Starting at the line that contains "Scouting pass: put a marker on the blue" and continuing through the last of the items, change every "marker" to "pin". Reproduce those lines with nothing else altered.

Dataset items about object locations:
═══
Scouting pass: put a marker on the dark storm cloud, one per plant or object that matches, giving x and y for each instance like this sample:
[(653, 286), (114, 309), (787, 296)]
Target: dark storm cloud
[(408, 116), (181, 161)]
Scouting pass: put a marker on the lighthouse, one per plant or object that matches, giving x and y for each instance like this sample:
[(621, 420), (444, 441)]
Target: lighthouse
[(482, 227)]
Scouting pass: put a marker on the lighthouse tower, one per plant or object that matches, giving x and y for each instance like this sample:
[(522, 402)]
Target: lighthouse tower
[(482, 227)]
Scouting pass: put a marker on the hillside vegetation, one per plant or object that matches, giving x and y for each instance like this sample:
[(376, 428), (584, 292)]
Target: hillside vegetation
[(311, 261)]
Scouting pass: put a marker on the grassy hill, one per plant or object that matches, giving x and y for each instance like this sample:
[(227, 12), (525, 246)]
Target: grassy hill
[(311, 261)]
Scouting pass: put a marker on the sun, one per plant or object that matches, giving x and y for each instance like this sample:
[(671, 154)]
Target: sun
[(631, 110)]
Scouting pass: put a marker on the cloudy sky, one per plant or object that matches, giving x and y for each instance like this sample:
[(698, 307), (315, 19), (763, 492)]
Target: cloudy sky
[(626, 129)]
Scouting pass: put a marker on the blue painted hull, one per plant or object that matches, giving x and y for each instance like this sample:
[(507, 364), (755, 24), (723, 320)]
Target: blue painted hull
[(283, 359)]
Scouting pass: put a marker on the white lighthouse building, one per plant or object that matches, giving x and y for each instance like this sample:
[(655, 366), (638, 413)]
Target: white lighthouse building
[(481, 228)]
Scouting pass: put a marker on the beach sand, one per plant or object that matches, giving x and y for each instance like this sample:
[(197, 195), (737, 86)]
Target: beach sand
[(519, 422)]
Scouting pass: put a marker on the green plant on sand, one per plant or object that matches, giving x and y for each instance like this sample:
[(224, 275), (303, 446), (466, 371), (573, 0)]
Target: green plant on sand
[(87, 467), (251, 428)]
═══
The answer:
Scouting pass: put a pin on the blue painted hull, one per plant or object that matches, giving x and y for each instance like this sample:
[(507, 364), (755, 24), (723, 320)]
Target: blue painted hull
[(283, 359)]
Scouting pass: put a pin on the white lighthouse building, one per plant or object that matches, giving x and y for each instance like this sample:
[(655, 366), (638, 413)]
Target: white lighthouse building
[(481, 228)]
Scouting pass: put a pin on the beach sand, one per plant or object that matches, giving x and y for each instance like this sample:
[(197, 195), (737, 86)]
Target: beach sand
[(519, 422)]
Scouting pass: put a pin on the green plant on sand, one per plant or object that matches, giving x and y for each instance like this sample:
[(224, 275), (303, 446), (466, 371), (573, 0)]
Target: green plant on sand
[(87, 467), (251, 428)]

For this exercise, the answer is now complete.